Material shown section start
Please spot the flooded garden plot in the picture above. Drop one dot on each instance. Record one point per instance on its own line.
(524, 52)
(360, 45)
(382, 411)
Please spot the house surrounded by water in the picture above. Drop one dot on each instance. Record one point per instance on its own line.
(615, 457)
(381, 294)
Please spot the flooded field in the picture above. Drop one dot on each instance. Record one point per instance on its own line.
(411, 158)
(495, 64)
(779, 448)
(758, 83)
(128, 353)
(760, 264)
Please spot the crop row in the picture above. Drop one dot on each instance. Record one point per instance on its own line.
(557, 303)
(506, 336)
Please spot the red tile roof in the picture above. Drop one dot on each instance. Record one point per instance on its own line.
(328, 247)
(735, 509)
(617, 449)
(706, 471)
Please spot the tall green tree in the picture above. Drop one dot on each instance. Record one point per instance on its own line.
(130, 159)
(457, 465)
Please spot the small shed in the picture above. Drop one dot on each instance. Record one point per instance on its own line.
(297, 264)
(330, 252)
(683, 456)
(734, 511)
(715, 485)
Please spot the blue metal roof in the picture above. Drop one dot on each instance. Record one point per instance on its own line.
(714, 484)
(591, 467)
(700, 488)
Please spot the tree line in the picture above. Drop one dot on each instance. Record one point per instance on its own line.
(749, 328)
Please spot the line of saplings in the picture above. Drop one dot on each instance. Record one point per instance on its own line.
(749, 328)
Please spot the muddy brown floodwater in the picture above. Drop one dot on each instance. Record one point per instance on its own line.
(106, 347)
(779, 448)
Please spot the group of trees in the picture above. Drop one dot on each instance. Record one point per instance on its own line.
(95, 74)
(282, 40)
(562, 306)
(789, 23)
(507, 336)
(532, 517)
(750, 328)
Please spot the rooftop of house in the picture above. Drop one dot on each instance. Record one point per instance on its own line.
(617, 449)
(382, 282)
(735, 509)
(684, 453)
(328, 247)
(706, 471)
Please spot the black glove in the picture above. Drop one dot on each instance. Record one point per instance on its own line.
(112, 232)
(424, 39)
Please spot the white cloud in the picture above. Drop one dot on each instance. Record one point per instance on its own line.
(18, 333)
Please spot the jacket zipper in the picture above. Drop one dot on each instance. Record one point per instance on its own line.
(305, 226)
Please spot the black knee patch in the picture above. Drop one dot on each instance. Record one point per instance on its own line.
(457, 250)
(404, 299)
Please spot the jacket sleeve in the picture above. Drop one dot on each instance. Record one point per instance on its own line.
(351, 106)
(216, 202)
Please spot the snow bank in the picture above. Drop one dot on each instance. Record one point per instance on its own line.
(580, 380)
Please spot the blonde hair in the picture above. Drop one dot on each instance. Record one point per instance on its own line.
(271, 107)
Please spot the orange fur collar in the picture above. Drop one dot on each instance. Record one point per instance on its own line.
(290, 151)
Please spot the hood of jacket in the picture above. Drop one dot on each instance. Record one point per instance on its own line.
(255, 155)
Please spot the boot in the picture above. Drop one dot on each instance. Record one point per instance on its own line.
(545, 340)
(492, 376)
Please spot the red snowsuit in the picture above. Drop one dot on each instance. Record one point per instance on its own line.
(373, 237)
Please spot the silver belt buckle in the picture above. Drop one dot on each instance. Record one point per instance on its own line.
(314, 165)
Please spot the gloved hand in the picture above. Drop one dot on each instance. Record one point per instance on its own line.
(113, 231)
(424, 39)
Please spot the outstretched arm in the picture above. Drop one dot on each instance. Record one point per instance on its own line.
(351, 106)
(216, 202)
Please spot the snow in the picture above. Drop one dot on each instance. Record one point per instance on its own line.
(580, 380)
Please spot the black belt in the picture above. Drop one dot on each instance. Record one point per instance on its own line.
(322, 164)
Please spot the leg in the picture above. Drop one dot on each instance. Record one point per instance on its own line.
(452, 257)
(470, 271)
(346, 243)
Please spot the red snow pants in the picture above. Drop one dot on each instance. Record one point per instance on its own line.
Material shown section end
## Your assignment
Set down every line of the listing again, exactly.

## Answer to this exercise
Please spot the flooded garden plot in the picture above. Drop one dot on each instance. Record one point per instance on its own line.
(524, 52)
(360, 45)
(382, 411)
Please spot the house surrounded by water in the picture above. Drop one dot on each instance. Record one point per instance on its own line.
(615, 457)
(381, 294)
Please spot the flooded field in the picture above. Drop one dot on each instance. Record one point per instance on its own line.
(411, 158)
(495, 64)
(779, 448)
(758, 83)
(128, 353)
(760, 264)
Please spot the crop row in the picture above. Drop one dot on each instance. Record one point per instance on its own line.
(557, 303)
(506, 336)
Please spot the red tile roof in the picture above. Drop one dot on each instance. Record one point per instance on its own line.
(328, 247)
(735, 509)
(617, 449)
(706, 471)
Please spot the tall green tree in the picture above. Drop one dot on each instance. Record one point per instance on its own line.
(130, 159)
(457, 465)
Please spot the small shed in the picture above. Drop one dot on each instance. Record one point per instance on its own line.
(297, 264)
(330, 252)
(683, 456)
(734, 511)
(715, 485)
Please spot the blue metal roof in the picture above. Drop one dot on each instance. Record one point per instance on its own line.
(714, 484)
(591, 467)
(700, 488)
Please spot the tree line in the picture above. Drop one dot on each instance. Record one point per instance on its own line.
(749, 328)
Please spot the line of saplings in the picture above. Drop one dot on each instance. Record one point per instance on its own line.
(749, 328)
Please spot the muddy brown floodwater in the picture above. Drop one dot on each instance. Record one point per instance on its own line.
(106, 347)
(779, 448)
Please spot the group of trees in the picture above. Drop one dot on each instance. Record one point per instance on its own line.
(95, 74)
(282, 40)
(562, 306)
(789, 23)
(507, 336)
(532, 517)
(750, 328)
Please spot the rooftop of house in the picture above. Drop one dot on each instance. Record one point per instance on its own line.
(617, 449)
(382, 282)
(735, 509)
(684, 453)
(328, 247)
(706, 471)
Please spot the black glove in the picture above. Drop one dot on each instance. Record one point per instance on its own line.
(112, 232)
(424, 39)
Please spot the white cloud in the picture above. Drop one dot on each instance. Record one point per instance on its own line.
(18, 333)
Please spot the jacket zipper in the picture above. Drop one dot on each instance. Record one point per instance on its own line.
(305, 226)
Please spot the black knee patch in the picture above. Drop one dot on each instance. Record one point per instance on its own line.
(457, 250)
(404, 299)
Please spot the jacket sleeve in the picture above. Drop one dot on each instance. Record one point per instance on its own line.
(351, 106)
(216, 202)
Please spot the snow bank in the picture above. Drop one dot on each instance. Record one point per instance on its own line.
(580, 380)
Please spot the blonde hair in the picture above. Drop one dot on each instance. Record one point per instance on its own line.
(271, 107)
Please spot the orange fur collar in the picture above. Drop one dot on each instance. Record one point per instance on its own line.
(290, 151)
Please spot the hood of jacket in the picture above. Drop one dot on each instance. Record one point per instance on its own line.
(255, 155)
Please spot the boot in the picture above. Drop one dot on each instance. Record one point per instance on its own line.
(545, 340)
(492, 376)
Please spot the red snowsuit in the picture above. Drop one dot on each instance. Record one point per instance on its own line.
(373, 237)
Please spot the silver belt buckle in the picture above. Drop one dot on each instance. Record one point per instance on its own line.
(314, 165)
Please spot the gloved hand in the picture above. Drop one dot on each instance. Record one point per instance on its own line.
(113, 231)
(424, 39)
Please spot the outstretched arm in the picture above. Drop one dot on each instance. Record one point per instance on its own line.
(351, 106)
(216, 202)
Please spot the snow in the picture above. Drop one dot on each instance. Record one point per instance on its own line.
(580, 380)
Please spot the black belt in the picture above. Drop one dot on each instance. Record one point per instance on its own line.
(322, 164)
Please spot the leg in the picture above. Drop one dot on each instance. Record one point per instance on its own line.
(452, 257)
(470, 271)
(346, 243)
Please spot the red snow pants in the picture above. Drop one dot on each instance. Record one point per instance on its own line.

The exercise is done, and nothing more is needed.